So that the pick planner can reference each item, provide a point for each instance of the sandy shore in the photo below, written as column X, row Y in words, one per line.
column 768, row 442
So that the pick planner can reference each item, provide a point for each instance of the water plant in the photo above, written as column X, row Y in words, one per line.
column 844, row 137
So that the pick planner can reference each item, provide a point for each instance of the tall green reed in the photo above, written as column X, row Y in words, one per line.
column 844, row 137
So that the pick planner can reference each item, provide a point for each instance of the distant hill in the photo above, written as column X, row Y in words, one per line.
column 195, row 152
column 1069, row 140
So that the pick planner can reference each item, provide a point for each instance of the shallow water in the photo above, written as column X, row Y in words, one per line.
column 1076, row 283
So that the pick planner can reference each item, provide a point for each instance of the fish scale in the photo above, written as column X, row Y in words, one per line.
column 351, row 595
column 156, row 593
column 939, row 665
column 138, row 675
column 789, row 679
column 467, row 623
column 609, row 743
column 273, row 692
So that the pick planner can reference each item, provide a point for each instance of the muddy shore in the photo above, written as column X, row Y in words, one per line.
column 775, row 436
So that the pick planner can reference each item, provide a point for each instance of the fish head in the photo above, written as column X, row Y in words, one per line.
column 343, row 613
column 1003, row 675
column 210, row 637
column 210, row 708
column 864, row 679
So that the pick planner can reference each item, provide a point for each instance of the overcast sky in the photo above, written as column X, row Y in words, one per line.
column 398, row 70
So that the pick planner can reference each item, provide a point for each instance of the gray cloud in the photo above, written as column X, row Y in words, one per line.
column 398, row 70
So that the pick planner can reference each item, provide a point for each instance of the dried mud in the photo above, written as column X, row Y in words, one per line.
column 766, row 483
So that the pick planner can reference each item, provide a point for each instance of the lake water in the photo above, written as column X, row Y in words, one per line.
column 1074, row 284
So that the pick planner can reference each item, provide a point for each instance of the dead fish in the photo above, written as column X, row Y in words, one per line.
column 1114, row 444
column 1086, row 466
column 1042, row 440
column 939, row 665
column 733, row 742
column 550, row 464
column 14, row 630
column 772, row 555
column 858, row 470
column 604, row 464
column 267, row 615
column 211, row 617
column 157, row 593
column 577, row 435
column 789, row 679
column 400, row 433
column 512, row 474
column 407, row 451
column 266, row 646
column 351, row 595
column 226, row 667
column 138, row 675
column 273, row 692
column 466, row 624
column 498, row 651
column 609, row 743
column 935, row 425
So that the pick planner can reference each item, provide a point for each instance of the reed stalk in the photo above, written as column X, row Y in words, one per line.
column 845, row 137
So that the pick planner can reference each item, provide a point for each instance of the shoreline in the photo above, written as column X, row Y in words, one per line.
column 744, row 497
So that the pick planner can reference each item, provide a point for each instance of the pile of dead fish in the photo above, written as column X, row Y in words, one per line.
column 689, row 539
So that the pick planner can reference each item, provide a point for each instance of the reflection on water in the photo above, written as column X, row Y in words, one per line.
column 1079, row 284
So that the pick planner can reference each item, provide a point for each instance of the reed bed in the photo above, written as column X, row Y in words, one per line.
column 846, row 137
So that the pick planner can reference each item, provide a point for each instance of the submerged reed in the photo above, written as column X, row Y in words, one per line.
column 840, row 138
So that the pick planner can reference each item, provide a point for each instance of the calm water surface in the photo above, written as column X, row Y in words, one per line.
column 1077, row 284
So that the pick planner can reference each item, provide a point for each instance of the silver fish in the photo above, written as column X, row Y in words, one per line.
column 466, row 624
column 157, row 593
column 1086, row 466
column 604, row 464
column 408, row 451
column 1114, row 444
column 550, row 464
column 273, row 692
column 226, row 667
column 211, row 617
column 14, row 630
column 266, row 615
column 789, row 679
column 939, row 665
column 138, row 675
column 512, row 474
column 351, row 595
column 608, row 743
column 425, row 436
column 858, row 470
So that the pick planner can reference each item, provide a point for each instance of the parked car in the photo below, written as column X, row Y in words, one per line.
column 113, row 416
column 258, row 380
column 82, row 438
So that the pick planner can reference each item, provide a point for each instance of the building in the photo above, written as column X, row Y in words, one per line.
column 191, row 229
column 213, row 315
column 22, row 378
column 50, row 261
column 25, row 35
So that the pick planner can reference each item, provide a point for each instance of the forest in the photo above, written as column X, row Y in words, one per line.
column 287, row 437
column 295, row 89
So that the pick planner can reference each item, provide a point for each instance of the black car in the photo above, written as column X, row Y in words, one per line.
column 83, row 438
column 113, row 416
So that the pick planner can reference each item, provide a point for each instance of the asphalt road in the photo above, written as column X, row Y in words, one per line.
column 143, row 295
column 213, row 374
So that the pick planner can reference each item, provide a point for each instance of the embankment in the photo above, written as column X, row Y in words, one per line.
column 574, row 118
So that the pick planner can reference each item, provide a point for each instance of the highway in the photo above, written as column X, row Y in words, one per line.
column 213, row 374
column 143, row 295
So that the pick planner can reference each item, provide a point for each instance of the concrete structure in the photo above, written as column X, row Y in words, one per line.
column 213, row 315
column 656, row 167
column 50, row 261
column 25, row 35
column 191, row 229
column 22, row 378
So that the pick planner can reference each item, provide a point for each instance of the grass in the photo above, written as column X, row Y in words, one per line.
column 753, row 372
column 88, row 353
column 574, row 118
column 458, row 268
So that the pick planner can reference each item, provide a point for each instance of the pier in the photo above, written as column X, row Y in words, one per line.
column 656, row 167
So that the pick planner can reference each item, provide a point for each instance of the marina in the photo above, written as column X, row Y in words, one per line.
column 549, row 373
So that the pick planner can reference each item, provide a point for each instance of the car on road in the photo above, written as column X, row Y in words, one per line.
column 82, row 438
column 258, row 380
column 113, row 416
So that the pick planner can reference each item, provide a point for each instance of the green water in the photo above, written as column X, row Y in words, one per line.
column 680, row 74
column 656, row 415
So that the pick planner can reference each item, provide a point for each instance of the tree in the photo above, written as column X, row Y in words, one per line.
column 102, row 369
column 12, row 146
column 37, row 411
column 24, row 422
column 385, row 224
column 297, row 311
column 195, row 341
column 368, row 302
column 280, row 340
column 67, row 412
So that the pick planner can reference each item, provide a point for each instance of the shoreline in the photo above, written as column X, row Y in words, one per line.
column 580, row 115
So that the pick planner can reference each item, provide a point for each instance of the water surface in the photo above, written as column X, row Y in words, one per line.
============
**Work to be completed:**
Each of the records should be retyped exactly.

**Task output:**
So that the pick planner can reference each item, provide a point for each instance of the sandy shore in the photo below, written as column X, row Y in words, one per line.
column 768, row 442
So that the pick planner can reference each item, provide a point for each instance of the water plant in the photo above, written as column X, row Y in words, one per line.
column 844, row 137
So that the pick planner can reference each item, provide a point for each instance of the tall green reed in the photo above, written as column X, row Y in words, one per line.
column 844, row 137
So that the pick planner can reference each item, provide a point for each instance of the distant hill in the photo above, written as column X, row Y in words, one per line.
column 195, row 152
column 1069, row 140
So that the pick planner can reference each item, provide a point for each instance of the shallow water in the photo above, written as column X, row Y in words, one per line.
column 1076, row 283
So that the pick planner can reference each item, provide a point for each instance of the fish scale in the photo above, written as column X, row Y in words, one per line.
column 351, row 595
column 156, row 593
column 939, row 665
column 138, row 675
column 789, row 679
column 467, row 623
column 609, row 743
column 273, row 692
So that the pick planner can reference each item, provide a point for each instance of the muddy shore in the photo above, written as column X, row Y in words, one per line.
column 775, row 436
So that the pick planner can reference each item, provide a point for each instance of the fish head in the photo above, written as column X, row Y in words, one per line.
column 343, row 613
column 1003, row 675
column 210, row 637
column 210, row 708
column 864, row 679
So that the pick planner can reference each item, provide a point for each instance of the overcast sky in the photo above, written as column X, row Y in words, one per line.
column 398, row 70
So that the pick planner can reference each item, provide a point for each instance of the gray cloud in the photo above, written as column X, row Y in words, one per line.
column 398, row 70
So that the pick planner can reference each item, provide a point for each instance of the dried mud in the photo above, written as column X, row Y in words, one per line.
column 766, row 483
So that the pick planner can reference each item, provide a point for each instance of the lake water in the photo above, written as column X, row Y in words, one per line.
column 1074, row 284
So that the pick planner can reference each item, provide a point for each instance of the dead fish in the photo above, written as column X, row Y in words, one per line.
column 1114, row 444
column 1086, row 466
column 1042, row 440
column 939, row 665
column 733, row 742
column 550, row 464
column 14, row 630
column 772, row 555
column 858, row 470
column 604, row 464
column 267, row 615
column 211, row 617
column 157, row 593
column 577, row 435
column 789, row 679
column 400, row 433
column 512, row 474
column 407, row 451
column 266, row 646
column 351, row 595
column 226, row 667
column 138, row 675
column 273, row 692
column 466, row 624
column 498, row 651
column 609, row 743
column 935, row 425
So that the pick planner can reference each item, provide a point for each instance of the reed stalk in the photo above, written as column X, row Y in words, one per line.
column 845, row 137
So that the pick planner can reference each item, provide a point for each instance of the shoreline in the photo above, written as column X, row Y in words, one per line.
column 744, row 497
So that the pick planner can reference each item, provide a point for each instance of the pile of dead fish in the photo above, written as column X, row Y in words, one per line.
column 689, row 539
So that the pick planner can reference each item, provide a point for each instance of the reflection on water in the photo above, written as column X, row Y in words, one per line.
column 1079, row 284
So that the pick planner can reference each item, provide a point for each instance of the reed bed in the photo above, written as column X, row Y in words, one per line.
column 846, row 137
So that the pick planner can reference each item, provide a point for each instance of the submerged reed in the photo above, written as column X, row Y in words, one per line.
column 840, row 138
So that the pick planner can reference each item, provide a point for each instance of the calm water surface in the photo above, written as column X, row Y in words, one per line.
column 1077, row 284
So that the pick planner can reference each item, provide a point for each instance of the silver fish in the photo above, written as column X, row Y in words, one per line.
column 466, row 624
column 157, row 593
column 1086, row 466
column 604, row 464
column 408, row 451
column 1114, row 444
column 550, row 464
column 273, row 692
column 226, row 667
column 211, row 617
column 14, row 630
column 266, row 615
column 789, row 679
column 939, row 665
column 138, row 675
column 512, row 474
column 351, row 595
column 608, row 743
column 425, row 436
column 858, row 470
So that the pick planner can reference each item, provide a point for each instance of the parked car in the photo below, written as column X, row Y in words, one per line.
column 113, row 416
column 258, row 380
column 82, row 438
So that the pick planner can reference each item, provide a point for each instance of the building in the photo above, written as column X, row Y in words, one per line.
column 191, row 229
column 213, row 315
column 22, row 378
column 50, row 261
column 25, row 35
So that the pick planner can reference each item, provide a point for each instance of the forest in the photo above, written as column X, row Y in words, one per line.
column 287, row 437
column 295, row 89
So that the pick planner can reference each item, provide a point for each instance of the black car in the photo above, written as column X, row Y in words, one per line.
column 83, row 438
column 113, row 416
So that the pick planner can reference each item, provide a point for each instance of the asphalt road in the photo above, written as column X, row Y in words, one per line.
column 143, row 295
column 213, row 374
So that the pick planner can reference each item, provide a point for each instance of the embankment in the photo above, written as column X, row Y in words, one per line.
column 574, row 118
So that the pick planner can reference each item, provide a point for each instance of the highway in the photo above, written as column X, row Y in words, one per line.
column 213, row 374
column 143, row 295
So that the pick planner can reference each item, provide a point for each instance of the concrete structure in the photo above, written as column X, row Y in words, one per line.
column 213, row 315
column 656, row 167
column 50, row 261
column 25, row 35
column 191, row 229
column 22, row 378
So that the pick planner can reference each item, provide a point for each instance of the grass in the photo above, written as column X, row Y in words, one per line.
column 753, row 372
column 88, row 353
column 574, row 118
column 458, row 268
So that the pick planner can reference each item, provide a point for each instance of the pier in the photo above, written as column X, row Y in words, one per line.
column 656, row 167
So that the pick planner can reference each item, provide a point for each instance of the marina in the photo above, written as column X, row Y in words, one per line.
column 549, row 373
So that the pick planner can reference each item, provide a point for each instance of the car on road in the photo above, written as column X, row Y in words, one per line.
column 82, row 438
column 258, row 380
column 113, row 416
So that the pick planner can reference each item, provide a point for each instance of the green water in the photo above, written as column X, row Y in words, one per line.
column 680, row 74
column 656, row 415
So that the pick planner can reference each item, provide a point for each instance of the tree in the photo above, written as column X, row Y in words, one per line.
column 102, row 369
column 12, row 146
column 37, row 411
column 24, row 422
column 385, row 224
column 297, row 311
column 195, row 341
column 368, row 302
column 280, row 340
column 67, row 412
So that the pick planner can reference each item, provide a point for each instance of the shoreline in the photo above, written as column X, row Y in words, one per line.
column 580, row 115
So that the pick planner can reference each item, provide a point for each instance of the water surface in the photo above, written as column X, row Y in words, one per line.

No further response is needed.